*WRITTEN INSTRUCTION:*
Can you give the rows between the row holding "Dataset curation — class: white cloud." and the row holding "267,152,277,173", inclusive, as a numbered list, leaving out any blank lines?

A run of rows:
######

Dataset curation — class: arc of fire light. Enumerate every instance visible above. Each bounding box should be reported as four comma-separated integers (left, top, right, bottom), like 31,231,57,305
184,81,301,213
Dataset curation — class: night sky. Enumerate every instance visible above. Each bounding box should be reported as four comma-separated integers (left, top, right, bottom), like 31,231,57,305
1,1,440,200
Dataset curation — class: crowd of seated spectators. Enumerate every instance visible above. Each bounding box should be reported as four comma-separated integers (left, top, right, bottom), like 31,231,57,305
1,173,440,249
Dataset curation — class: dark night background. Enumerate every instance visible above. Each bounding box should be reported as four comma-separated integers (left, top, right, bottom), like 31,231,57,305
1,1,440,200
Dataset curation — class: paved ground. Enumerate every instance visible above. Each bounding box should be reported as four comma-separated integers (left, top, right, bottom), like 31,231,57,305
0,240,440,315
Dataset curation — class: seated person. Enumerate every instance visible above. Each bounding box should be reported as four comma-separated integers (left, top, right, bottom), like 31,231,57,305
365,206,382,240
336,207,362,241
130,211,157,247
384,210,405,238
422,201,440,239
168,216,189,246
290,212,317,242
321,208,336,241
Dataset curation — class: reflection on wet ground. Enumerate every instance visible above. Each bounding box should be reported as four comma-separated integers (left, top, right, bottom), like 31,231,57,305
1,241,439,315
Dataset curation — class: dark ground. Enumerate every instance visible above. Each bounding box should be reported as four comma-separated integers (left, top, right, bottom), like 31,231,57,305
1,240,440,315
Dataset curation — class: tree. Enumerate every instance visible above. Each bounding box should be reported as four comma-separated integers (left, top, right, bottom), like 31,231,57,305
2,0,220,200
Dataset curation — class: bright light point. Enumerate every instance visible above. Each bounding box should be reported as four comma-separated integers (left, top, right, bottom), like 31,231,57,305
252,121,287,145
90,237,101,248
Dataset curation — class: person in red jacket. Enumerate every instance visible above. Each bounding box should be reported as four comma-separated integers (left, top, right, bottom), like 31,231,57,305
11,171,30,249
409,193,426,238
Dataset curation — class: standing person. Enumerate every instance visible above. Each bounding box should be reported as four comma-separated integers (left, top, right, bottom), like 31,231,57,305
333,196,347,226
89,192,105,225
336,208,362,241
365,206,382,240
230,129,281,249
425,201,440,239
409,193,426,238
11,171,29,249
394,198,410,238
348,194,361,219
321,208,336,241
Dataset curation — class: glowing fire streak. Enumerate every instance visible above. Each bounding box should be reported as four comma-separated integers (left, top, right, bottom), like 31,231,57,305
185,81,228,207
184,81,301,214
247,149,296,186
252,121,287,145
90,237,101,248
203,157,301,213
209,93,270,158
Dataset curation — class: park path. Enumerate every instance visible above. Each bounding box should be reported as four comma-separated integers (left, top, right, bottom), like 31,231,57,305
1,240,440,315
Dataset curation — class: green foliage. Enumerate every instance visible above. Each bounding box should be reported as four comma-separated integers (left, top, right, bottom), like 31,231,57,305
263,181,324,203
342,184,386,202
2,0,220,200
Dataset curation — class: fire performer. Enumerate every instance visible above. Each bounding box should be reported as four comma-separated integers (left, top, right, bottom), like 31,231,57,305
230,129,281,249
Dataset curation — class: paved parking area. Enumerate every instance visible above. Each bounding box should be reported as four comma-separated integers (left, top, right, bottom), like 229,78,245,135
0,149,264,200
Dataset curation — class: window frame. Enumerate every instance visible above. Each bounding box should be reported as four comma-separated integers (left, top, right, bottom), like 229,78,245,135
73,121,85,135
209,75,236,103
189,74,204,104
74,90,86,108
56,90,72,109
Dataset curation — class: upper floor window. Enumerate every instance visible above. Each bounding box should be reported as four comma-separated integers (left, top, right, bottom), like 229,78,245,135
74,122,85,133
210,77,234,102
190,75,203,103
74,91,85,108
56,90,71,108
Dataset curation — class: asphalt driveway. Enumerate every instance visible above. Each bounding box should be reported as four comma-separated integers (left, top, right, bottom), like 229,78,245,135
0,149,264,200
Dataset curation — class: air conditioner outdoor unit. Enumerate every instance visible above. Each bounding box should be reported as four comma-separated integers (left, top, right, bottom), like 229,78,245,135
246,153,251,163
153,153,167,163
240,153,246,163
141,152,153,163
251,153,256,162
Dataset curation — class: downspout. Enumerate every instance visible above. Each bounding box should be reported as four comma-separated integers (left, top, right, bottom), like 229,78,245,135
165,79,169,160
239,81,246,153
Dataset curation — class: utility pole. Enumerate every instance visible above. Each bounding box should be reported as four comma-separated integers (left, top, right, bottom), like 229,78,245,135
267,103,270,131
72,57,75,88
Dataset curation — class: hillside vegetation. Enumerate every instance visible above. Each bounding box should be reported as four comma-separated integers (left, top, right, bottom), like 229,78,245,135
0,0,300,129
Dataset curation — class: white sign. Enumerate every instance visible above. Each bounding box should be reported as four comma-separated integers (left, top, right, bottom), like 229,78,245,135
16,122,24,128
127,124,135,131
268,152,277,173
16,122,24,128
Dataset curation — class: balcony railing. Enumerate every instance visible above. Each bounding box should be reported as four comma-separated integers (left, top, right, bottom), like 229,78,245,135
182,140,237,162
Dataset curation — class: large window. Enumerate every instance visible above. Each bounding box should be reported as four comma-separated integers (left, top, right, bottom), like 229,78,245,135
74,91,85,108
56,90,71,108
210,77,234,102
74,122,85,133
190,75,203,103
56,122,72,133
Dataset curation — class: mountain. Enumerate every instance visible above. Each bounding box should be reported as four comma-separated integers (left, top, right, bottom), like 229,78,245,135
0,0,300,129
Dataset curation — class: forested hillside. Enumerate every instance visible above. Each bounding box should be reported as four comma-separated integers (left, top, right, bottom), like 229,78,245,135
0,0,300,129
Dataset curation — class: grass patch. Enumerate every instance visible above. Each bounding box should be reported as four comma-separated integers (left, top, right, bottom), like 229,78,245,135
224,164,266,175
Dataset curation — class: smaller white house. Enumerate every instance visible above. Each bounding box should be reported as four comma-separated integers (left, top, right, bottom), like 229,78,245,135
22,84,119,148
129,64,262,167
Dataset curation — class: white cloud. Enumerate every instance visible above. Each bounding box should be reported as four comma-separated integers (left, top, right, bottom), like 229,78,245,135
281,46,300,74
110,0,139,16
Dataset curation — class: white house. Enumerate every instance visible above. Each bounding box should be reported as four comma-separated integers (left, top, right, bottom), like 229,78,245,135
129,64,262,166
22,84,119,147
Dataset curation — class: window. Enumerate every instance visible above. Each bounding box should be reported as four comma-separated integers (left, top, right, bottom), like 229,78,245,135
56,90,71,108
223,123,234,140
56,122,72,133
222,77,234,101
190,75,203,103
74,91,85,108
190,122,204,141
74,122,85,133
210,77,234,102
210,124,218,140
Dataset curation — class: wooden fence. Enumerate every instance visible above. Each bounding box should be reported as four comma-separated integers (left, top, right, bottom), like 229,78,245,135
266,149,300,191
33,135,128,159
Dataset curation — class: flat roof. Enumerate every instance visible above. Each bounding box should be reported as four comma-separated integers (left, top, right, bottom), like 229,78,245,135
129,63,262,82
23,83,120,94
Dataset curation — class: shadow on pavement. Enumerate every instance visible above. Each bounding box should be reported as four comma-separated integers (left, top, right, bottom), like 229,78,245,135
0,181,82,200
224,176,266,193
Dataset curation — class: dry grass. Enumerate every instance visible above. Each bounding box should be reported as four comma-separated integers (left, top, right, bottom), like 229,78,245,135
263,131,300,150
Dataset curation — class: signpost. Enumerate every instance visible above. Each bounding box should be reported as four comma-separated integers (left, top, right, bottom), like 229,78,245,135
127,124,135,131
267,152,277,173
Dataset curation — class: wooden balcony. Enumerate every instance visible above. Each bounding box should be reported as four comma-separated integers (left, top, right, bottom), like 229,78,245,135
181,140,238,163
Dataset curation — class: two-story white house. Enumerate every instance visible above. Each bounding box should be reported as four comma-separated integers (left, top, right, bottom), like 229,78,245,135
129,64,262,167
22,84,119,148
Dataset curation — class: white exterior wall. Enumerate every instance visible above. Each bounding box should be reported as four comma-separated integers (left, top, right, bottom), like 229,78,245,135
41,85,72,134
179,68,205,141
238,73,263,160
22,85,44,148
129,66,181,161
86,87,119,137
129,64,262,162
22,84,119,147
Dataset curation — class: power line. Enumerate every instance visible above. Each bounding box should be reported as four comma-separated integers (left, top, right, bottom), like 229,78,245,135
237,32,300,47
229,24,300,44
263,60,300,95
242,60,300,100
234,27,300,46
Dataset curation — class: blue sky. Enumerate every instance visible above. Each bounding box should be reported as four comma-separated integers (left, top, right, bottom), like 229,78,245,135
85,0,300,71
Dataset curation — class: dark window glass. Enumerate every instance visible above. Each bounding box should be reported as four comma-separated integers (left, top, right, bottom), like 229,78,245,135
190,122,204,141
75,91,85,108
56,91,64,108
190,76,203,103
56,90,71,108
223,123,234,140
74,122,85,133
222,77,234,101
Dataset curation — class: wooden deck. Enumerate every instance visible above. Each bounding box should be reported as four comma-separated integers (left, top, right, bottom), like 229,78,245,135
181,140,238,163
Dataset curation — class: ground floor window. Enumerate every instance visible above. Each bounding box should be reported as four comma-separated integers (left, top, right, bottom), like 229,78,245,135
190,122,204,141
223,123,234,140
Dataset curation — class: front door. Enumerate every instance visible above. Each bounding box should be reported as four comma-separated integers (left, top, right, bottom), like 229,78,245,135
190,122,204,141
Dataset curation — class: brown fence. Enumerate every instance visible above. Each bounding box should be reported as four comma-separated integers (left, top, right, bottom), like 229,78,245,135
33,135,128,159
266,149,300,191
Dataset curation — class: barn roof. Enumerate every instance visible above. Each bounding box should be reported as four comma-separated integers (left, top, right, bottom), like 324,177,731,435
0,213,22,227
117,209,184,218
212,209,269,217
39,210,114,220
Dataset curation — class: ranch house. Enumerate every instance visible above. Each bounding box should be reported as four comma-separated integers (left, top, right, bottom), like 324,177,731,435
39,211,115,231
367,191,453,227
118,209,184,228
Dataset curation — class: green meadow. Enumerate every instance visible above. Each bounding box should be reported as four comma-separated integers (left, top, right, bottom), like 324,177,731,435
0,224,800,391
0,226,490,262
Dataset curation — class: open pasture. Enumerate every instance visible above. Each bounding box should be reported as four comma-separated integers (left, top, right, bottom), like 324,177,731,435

######

*THE RESPONSE:*
1. Dataset curation — class: white cloud. Enumerate every instance visible above. Each bounding box should be reported as four comma-separated integers (left, top, right, bottom), like 229,78,245,135
2. 281,46,300,74
3. 110,0,139,16
4. Dataset curation — class: white house. Enumerate every instance visible above. Each bounding box should be reported as four comma-separated integers (left, top, right, bottom), like 229,78,245,135
5. 129,64,262,166
6. 22,84,119,147
7. Dataset curation — class: window. Enumerate every instance visible above. Each bounding box should be reported as four comma-separated integers (left, top, right, bottom), like 229,78,245,135
8. 56,90,71,108
9. 223,123,234,140
10. 56,122,72,133
11. 222,77,234,101
12. 190,75,203,103
13. 74,91,85,108
14. 190,122,204,141
15. 74,122,85,133
16. 210,77,234,102
17. 210,124,218,140
18. Dataset curation — class: wooden fence. Enumerate every instance visible above. Each bounding box should be reported as four comma-separated integers (left, top, right, bottom), like 229,78,245,135
19. 266,149,300,191
20. 33,135,128,159
21. Dataset curation — class: flat roof. Enumerate every instance visible above. Each bounding box should be reported as four comma-separated integers (left, top, right, bottom), like 229,78,245,135
22. 129,63,262,82
23. 23,83,120,94
24. Dataset curation — class: shadow on pavement. Enumerate every instance visible above. Each bounding box should be reported as four comma-separated integers (left, top, right, bottom), like 229,78,245,135
25. 0,181,82,200
26. 224,176,266,193
27. Dataset curation — class: dry grass. Enumerate every instance visible above. Each bounding box should be reported as four comma-separated integers (left, top, right, bottom), like 229,78,245,135
28. 263,131,300,150
29. Dataset curation — class: signpost. Enumerate every instance visible above. Each bounding box should be reported as four comma-separated integers (left, top, right, bottom), like 229,78,245,135
30. 127,124,135,131
31. 267,152,277,173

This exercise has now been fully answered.